■ PROBLEM TO SOLVE ■
How many of the lines below contain the string "chrome" with its case matching? Reply with the number alone.

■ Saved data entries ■

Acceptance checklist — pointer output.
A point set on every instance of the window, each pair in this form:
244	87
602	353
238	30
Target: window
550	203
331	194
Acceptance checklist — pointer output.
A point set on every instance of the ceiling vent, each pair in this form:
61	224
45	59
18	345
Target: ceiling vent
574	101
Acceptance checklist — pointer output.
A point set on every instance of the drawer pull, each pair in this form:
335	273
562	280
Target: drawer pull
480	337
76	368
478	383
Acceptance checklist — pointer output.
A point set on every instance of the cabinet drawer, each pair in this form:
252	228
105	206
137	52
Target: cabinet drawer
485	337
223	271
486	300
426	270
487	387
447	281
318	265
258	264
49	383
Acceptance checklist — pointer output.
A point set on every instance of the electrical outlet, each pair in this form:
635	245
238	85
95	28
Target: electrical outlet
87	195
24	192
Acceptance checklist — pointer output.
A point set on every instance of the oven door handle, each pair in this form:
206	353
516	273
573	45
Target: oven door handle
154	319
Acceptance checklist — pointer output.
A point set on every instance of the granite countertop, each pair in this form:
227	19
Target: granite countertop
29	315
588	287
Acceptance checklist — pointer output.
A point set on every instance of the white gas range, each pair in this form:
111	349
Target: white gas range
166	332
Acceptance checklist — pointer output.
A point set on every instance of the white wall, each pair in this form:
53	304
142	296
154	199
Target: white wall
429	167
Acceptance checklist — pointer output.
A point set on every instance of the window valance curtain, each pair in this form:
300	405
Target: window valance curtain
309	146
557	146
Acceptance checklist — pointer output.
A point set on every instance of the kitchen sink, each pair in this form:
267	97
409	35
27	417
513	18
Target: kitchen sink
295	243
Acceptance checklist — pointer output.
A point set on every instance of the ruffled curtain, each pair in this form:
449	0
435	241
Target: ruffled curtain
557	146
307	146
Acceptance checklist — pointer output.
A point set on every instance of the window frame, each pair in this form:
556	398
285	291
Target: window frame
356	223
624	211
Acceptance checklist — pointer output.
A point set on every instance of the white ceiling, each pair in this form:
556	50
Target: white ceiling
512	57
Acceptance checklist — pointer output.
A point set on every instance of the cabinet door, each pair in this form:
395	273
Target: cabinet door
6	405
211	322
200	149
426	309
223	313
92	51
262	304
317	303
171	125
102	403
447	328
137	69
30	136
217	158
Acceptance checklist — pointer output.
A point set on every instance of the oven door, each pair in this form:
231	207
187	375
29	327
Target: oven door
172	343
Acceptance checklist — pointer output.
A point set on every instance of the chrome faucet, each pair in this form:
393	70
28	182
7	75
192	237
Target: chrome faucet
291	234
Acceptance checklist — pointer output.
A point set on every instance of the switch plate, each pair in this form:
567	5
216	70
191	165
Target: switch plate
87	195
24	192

■ OUTPUT OF THE EXERCISE ■
2